## Entries provided
--- BEGIN ---
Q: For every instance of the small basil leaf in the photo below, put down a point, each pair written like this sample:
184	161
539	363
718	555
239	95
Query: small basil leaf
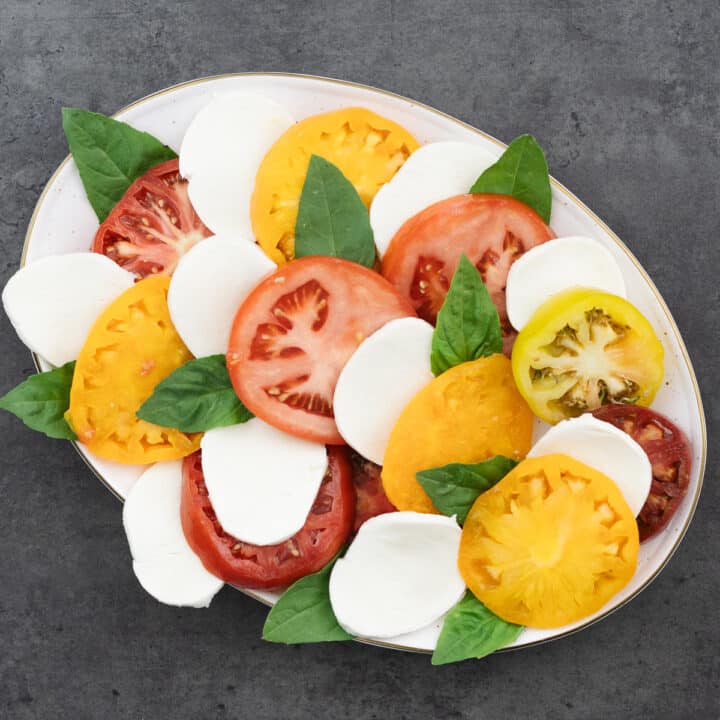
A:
454	488
198	396
522	173
109	155
304	614
332	219
470	630
468	326
42	400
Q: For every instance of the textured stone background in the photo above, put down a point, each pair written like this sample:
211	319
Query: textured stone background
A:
623	96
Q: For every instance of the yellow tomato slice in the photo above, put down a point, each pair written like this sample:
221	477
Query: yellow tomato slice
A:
550	544
130	349
582	349
465	415
368	148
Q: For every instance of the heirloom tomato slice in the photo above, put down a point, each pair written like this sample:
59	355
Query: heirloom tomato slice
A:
326	530
295	331
152	225
549	544
670	456
492	231
584	348
131	347
368	149
465	415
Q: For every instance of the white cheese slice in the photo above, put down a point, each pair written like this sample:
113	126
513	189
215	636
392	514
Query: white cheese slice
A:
221	152
604	447
557	265
432	173
399	575
261	481
53	302
163	561
207	287
383	374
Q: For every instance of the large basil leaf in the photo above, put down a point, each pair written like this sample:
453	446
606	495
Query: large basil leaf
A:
454	488
332	219
304	614
42	400
198	396
468	326
109	155
522	173
470	630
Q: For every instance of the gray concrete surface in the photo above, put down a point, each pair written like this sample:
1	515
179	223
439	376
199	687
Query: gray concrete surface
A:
624	97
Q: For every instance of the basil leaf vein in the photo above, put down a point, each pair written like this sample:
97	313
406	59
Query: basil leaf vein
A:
110	155
468	326
332	219
521	172
454	488
42	400
195	397
304	614
470	630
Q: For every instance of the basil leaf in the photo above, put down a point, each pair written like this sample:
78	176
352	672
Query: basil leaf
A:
304	614
468	326
42	400
470	630
454	488
197	396
332	219
522	173
109	155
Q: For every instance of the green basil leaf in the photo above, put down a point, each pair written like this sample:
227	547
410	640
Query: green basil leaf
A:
198	396
470	630
109	155
41	401
468	326
304	614
522	173
332	219
454	488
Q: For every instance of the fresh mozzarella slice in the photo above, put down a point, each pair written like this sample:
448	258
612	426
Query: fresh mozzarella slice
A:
208	285
383	374
400	574
221	152
432	173
162	560
53	302
261	482
603	447
547	269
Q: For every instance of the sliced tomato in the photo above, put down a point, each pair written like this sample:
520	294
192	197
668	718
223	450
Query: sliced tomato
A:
491	230
371	497
153	225
294	333
670	456
267	567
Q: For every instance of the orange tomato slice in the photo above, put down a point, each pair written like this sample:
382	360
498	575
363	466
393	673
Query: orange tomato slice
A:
368	148
130	349
465	415
550	544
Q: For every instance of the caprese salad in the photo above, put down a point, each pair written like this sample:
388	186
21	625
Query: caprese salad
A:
331	349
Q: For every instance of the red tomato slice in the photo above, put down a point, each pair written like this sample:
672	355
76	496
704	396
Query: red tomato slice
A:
153	225
670	457
267	567
491	230
294	333
371	497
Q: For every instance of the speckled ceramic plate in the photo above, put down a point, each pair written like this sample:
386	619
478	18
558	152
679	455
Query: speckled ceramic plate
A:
64	222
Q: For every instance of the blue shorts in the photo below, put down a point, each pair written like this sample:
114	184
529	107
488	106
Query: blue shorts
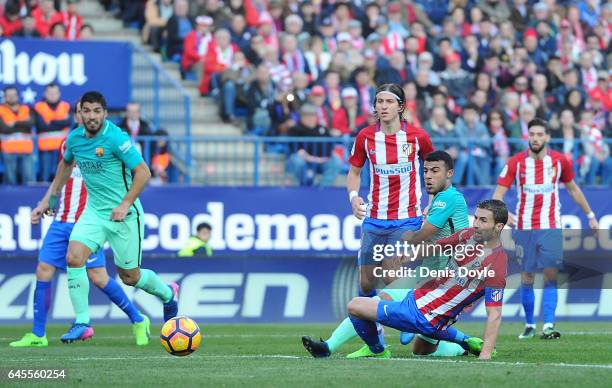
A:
404	316
374	235
55	247
538	249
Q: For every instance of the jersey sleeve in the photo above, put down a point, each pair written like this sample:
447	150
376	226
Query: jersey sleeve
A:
506	177
425	145
65	151
567	170
358	152
123	148
441	209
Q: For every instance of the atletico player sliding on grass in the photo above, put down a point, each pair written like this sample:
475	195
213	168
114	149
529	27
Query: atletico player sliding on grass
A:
53	256
432	308
537	173
115	175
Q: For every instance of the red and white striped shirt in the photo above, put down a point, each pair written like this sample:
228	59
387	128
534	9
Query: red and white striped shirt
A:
537	183
395	162
441	299
73	197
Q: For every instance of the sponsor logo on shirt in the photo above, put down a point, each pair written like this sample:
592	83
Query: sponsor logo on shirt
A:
392	169
544	188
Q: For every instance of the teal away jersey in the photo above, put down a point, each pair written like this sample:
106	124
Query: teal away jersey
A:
106	162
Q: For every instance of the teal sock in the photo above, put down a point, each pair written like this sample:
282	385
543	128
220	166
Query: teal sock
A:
343	333
448	349
78	287
151	283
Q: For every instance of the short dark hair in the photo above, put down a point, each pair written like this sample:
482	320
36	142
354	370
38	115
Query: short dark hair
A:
94	97
439	155
497	207
538	122
203	225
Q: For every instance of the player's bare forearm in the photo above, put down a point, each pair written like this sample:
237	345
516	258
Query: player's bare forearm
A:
140	176
500	192
62	174
491	331
578	196
353	179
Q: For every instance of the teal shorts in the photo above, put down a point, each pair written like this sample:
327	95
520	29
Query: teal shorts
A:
124	237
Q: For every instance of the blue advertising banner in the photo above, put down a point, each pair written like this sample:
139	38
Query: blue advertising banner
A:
258	290
76	66
250	220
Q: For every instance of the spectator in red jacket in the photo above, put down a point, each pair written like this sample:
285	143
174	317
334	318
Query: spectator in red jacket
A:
44	16
70	18
218	57
196	45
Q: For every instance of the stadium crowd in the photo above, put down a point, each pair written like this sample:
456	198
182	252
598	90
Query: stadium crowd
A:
475	70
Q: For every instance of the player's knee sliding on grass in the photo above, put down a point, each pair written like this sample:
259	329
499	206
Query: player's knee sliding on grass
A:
115	174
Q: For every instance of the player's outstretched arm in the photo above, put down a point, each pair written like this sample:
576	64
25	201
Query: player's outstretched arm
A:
353	181
578	197
491	331
140	176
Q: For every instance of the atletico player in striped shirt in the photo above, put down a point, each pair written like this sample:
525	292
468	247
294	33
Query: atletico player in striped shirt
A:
52	256
538	173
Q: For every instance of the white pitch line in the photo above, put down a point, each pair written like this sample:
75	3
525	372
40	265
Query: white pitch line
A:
282	356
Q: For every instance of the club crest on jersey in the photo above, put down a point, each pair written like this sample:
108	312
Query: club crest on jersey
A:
407	149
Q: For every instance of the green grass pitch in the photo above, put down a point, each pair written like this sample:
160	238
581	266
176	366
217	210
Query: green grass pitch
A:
272	355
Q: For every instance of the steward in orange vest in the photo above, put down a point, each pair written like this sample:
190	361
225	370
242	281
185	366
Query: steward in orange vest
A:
53	119
15	124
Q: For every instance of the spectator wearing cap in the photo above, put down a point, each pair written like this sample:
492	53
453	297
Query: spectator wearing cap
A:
588	72
241	33
309	17
317	98
196	46
312	158
602	91
234	82
267	30
362	82
293	57
349	116
259	97
474	148
535	53
10	23
43	15
456	80
327	35
370	18
318	59
519	14
496	10
157	14
218	58
354	30
396	20
70	18
178	27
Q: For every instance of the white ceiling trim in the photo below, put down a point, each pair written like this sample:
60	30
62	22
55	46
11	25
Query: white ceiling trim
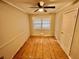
--- END ---
## Aim of the task
Identify and copy each line in the records above that contains the word "jersey", matching case exactly.

## Reply to the task
Q: For every instance of the jersey sleeve in the photo above, put down a point, each pair written like this sample:
Query: jersey sleeve
Q: For every instance of the teal away jersey in the photo above, put down a point, each pair written like this sample:
Query: teal away jersey
Q: For every instance of the club crest on jersey in the photo above, put down a point, each pair written like this sample:
Query: club crest on jersey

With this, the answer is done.